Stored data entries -
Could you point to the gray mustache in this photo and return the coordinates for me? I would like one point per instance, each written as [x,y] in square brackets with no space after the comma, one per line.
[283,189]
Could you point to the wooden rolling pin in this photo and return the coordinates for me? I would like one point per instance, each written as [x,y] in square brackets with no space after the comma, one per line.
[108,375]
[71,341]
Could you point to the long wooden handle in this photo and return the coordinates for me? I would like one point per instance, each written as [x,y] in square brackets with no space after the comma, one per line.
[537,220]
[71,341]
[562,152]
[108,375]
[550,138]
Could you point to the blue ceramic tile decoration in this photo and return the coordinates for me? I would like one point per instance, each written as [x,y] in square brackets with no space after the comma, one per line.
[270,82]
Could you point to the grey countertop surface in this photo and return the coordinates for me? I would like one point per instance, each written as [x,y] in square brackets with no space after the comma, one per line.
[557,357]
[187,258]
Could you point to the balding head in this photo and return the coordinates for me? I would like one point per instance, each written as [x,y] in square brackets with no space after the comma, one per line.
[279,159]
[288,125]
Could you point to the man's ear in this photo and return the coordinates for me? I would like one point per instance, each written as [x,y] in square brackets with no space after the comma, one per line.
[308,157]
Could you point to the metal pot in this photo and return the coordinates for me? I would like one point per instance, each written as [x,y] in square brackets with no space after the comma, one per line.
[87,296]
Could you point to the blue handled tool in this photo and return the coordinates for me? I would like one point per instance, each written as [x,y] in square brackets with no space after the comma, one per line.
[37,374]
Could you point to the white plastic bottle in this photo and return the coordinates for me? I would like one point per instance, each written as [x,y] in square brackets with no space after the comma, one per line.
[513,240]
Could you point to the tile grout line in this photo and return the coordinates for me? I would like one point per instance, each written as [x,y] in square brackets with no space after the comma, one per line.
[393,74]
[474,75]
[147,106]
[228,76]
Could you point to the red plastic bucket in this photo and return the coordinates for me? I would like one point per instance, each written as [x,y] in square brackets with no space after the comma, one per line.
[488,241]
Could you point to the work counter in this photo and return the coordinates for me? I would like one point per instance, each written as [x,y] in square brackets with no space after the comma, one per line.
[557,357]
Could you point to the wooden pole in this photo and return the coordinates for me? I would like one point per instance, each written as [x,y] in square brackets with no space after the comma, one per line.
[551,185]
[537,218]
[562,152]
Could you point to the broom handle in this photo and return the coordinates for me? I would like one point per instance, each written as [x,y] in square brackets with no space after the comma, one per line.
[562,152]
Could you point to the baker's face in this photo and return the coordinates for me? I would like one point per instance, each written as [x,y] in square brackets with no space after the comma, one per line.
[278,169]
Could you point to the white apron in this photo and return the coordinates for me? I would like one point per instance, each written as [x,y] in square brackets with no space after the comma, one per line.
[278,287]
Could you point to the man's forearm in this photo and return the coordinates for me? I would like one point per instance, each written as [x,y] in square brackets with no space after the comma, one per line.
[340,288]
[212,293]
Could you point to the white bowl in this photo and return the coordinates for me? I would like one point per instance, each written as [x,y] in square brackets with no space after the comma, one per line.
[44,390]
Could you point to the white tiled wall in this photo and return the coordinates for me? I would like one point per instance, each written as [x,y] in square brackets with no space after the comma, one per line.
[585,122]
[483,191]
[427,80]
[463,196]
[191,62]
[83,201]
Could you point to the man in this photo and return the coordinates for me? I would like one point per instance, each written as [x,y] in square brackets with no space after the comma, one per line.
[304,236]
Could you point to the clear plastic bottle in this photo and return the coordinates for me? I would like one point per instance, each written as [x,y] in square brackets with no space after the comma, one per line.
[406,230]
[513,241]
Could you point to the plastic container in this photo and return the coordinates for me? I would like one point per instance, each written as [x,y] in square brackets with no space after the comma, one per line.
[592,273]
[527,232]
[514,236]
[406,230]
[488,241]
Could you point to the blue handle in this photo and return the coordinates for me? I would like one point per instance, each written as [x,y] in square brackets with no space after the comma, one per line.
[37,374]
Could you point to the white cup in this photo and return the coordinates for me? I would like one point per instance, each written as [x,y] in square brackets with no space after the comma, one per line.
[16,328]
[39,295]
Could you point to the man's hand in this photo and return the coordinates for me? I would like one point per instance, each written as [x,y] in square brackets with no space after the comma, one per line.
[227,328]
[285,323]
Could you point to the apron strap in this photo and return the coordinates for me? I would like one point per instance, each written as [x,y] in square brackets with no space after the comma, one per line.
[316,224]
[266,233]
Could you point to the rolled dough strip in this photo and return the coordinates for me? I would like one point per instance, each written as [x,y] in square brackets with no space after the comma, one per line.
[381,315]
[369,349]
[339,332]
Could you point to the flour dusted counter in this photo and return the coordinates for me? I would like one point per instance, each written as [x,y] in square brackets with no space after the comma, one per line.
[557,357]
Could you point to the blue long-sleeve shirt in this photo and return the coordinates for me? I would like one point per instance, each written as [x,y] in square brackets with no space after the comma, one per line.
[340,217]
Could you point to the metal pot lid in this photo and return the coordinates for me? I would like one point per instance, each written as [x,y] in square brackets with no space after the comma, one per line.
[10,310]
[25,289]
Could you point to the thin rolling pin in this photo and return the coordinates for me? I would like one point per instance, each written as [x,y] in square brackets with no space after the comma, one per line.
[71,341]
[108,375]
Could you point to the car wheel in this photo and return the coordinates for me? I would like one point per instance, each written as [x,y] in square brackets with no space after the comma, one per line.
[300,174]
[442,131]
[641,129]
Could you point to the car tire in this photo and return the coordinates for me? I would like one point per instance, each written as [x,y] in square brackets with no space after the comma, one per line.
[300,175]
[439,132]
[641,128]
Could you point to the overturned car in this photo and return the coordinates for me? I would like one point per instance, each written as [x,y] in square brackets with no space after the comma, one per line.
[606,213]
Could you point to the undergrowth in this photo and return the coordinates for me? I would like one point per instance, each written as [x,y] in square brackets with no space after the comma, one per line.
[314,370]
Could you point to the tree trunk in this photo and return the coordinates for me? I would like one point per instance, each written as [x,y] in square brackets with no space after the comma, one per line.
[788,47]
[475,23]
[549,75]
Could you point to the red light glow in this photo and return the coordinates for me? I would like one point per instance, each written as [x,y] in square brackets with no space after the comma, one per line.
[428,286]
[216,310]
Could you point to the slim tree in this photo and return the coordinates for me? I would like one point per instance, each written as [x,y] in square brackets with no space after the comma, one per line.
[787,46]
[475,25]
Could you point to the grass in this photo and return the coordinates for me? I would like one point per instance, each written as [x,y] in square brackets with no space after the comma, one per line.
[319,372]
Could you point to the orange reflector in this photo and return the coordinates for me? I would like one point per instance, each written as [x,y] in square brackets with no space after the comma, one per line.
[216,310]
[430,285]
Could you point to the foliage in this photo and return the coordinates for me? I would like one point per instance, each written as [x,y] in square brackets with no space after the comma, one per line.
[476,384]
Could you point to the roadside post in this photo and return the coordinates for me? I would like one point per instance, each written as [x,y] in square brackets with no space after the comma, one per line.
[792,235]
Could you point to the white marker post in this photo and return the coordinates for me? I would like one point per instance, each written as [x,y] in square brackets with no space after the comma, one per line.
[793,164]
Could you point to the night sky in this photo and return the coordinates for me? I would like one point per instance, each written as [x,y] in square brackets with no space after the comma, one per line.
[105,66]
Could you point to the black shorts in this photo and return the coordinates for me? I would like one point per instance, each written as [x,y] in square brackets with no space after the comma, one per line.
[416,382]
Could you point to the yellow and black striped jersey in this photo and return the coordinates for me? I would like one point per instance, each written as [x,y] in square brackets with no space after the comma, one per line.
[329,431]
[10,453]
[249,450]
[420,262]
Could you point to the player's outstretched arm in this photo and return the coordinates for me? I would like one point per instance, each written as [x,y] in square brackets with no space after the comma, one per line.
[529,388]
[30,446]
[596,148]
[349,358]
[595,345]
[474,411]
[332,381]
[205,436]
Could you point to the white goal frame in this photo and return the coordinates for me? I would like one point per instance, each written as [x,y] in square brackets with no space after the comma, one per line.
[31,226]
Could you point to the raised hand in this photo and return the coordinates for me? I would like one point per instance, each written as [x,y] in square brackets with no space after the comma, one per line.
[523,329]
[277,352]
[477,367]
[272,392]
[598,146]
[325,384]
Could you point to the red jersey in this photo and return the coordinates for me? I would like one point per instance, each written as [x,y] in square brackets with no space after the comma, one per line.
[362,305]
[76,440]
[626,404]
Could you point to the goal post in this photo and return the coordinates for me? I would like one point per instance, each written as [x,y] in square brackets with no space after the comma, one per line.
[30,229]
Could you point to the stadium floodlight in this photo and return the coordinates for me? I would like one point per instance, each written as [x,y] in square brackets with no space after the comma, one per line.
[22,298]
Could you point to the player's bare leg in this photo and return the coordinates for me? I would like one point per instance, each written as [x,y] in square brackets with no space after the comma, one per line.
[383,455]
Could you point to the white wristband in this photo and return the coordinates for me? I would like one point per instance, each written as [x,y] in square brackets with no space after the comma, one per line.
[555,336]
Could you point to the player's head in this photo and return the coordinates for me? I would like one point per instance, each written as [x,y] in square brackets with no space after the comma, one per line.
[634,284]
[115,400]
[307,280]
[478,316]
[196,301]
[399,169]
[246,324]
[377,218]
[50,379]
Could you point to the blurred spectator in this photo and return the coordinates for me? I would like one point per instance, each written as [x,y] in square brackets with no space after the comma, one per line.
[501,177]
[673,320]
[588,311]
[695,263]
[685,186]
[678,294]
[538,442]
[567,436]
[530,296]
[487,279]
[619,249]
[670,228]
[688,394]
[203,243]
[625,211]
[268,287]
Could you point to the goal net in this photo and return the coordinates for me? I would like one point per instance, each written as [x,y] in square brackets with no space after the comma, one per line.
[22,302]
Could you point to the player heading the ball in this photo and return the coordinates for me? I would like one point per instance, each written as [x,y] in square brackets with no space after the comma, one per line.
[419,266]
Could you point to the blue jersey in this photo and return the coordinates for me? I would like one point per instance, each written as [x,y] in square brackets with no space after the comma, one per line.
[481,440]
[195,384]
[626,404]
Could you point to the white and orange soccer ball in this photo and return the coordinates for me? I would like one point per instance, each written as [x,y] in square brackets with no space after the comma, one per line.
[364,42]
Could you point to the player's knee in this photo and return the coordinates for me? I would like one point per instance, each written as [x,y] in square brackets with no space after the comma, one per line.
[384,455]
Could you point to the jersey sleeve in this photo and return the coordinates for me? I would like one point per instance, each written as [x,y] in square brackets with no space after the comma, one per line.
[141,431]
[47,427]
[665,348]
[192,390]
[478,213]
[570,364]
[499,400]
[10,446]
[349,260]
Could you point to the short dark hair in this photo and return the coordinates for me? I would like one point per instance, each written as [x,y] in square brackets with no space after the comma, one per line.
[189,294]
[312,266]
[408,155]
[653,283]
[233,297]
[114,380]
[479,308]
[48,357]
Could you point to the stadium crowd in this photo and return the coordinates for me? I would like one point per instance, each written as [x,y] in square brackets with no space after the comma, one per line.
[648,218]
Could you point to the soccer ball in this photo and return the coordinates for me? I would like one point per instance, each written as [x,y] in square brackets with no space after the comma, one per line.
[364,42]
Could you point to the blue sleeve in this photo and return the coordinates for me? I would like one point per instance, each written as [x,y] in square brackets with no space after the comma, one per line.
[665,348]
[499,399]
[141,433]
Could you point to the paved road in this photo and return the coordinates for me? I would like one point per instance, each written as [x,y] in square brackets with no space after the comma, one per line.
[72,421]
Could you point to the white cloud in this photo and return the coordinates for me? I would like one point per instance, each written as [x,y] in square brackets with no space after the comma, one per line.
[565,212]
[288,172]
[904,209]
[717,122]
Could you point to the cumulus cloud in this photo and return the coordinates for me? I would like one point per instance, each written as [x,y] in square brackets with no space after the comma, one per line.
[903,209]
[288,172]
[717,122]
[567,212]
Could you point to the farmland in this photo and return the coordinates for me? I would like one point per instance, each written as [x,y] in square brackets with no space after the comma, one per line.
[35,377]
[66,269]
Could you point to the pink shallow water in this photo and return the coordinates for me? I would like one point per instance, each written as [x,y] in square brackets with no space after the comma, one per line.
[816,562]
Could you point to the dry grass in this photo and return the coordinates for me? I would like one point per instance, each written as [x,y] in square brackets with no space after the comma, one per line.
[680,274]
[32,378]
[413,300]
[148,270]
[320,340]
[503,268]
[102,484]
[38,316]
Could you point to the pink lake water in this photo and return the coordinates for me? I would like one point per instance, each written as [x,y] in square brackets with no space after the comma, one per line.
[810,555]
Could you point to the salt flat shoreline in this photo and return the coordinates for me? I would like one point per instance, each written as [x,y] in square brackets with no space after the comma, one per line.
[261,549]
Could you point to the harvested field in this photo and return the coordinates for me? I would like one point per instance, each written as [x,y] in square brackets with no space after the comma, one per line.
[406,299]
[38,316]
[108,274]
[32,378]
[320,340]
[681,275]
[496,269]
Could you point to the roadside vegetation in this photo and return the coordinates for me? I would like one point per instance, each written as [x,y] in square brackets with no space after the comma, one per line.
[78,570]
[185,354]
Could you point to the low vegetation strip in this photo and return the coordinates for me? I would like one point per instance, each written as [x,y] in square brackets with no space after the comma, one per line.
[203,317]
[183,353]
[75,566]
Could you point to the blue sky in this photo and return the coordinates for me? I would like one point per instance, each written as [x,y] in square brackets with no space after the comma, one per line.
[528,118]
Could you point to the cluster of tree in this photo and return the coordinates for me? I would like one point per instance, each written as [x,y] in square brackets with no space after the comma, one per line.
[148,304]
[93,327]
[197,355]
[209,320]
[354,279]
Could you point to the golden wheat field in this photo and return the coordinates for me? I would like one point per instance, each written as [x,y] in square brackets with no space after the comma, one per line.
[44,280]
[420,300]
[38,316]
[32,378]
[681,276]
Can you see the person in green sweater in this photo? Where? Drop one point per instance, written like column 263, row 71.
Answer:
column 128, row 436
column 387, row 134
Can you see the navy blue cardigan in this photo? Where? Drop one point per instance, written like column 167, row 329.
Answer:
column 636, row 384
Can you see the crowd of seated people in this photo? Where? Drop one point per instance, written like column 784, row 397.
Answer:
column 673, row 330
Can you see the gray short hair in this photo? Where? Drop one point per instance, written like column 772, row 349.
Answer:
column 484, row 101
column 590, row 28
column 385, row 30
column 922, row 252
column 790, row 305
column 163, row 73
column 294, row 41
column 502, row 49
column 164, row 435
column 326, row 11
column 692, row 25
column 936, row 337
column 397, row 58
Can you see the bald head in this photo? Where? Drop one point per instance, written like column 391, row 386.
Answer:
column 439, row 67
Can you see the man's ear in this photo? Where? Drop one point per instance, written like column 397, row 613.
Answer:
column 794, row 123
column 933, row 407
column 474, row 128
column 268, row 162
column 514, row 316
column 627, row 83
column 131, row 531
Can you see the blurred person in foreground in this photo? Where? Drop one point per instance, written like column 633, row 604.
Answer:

WHAT IS NEEDED -
Return each line of the data above that includes the word "person".

WRITTEN SOLUTION -
Can you see the person in green sweater in this photo? Where? Drop one point per instance, written like column 263, row 71.
Can you see the blurred person in foreground in this photo? Where? Drop one point per instance, written like column 633, row 604.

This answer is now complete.